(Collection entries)
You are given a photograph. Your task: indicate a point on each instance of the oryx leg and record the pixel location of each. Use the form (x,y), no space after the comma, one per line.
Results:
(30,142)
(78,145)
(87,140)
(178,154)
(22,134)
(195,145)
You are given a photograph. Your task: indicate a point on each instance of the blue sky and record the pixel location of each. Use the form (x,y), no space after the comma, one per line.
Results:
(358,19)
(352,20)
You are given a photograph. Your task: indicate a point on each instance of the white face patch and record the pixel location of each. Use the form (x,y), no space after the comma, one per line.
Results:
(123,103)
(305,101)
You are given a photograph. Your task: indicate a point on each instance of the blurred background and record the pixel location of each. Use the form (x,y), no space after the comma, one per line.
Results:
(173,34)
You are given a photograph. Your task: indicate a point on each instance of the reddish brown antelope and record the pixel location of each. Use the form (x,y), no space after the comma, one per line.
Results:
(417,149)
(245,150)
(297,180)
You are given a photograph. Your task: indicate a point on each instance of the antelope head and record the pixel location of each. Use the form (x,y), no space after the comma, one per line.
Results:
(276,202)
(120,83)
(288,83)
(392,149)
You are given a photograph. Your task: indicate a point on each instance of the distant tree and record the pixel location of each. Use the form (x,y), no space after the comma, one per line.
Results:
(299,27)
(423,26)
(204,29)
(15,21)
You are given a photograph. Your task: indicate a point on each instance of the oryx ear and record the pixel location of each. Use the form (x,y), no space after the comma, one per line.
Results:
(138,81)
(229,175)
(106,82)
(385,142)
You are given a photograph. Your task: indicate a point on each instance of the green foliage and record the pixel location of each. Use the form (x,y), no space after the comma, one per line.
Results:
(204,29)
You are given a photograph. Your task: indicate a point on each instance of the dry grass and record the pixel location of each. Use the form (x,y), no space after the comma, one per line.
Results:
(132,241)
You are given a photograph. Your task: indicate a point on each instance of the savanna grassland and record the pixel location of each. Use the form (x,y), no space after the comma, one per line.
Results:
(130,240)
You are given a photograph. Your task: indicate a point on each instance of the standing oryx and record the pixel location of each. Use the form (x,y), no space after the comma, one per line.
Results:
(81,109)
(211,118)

Assignment ->
Would you please transcribe all of the entries above exactly?

Answer area ->
You are given a photograph. Your task: indicate a point on each instance of the oryx leg and record the pixel location of each. Use the form (x,y), no space after the comma, one per line.
Results:
(30,142)
(78,145)
(87,140)
(178,154)
(22,134)
(195,145)
You are given a photograph. Your task: indicate a point on each instance of the blue sky and record the pixel location of each. Use the form (x,y), no space after the comma, one per line.
Results:
(358,19)
(352,20)
You are given a photograph. Your task: indicate a point on each instance of the white face patch and record the pixel location of each. Use the form (x,y), no space after the comma, one per line.
Results:
(123,103)
(305,101)
You are given a photograph. Your task: indicate a point on each instance of the blurred background and record the pixel location of each. Use the form (x,y), no space after the comma, one per line.
Results:
(173,34)
You are given a photograph. Your task: indicate a point on each instance of the reddish brown antelope and record the pixel location of each. Use the form (x,y), no space after the comma, one per line.
Results:
(417,149)
(245,150)
(297,180)
You are given a photograph. Your task: indicate a point on each instance of the antelope head and record the pixel location of each. Use the form (x,y), no space after the comma, one per line.
Results:
(276,202)
(120,83)
(288,83)
(392,149)
You are given a photograph. Your task: indicate a point on each instance of the distant tree and record the pixel location of each. Use the form (x,y), no space after the comma, one per line.
Results:
(299,27)
(423,26)
(204,29)
(15,21)
You are given a photograph. Your task: indicate a point on each instance of the oryx ear and record the pixel location of each. Use the form (x,y), no space after the comma, one per line.
Results:
(138,81)
(229,175)
(106,82)
(385,142)
You are given a photograph. Your task: indicate a point on each instance of the green foliage and record the pixel location of each. Use the form (x,y), no space after the comma, one per line.
Results:
(204,29)
You are given a photograph. Your task: indicate a point on each instance of the dry grass and record the pixel location of each. Use the form (x,y), no space after the comma, one per line.
Results:
(132,241)
You are given a photograph. Your task: indicate a point on each instance of the savanna grassland and record the pixel location of each. Use the form (x,y), no space after the comma, one per line.
Results:
(130,240)
You are given a photograph. Your task: indicate a point on each instance of the standing oryx and record the pixel location of each. Use the form (x,y), no space after the comma, one per line.
Results:
(81,109)
(211,118)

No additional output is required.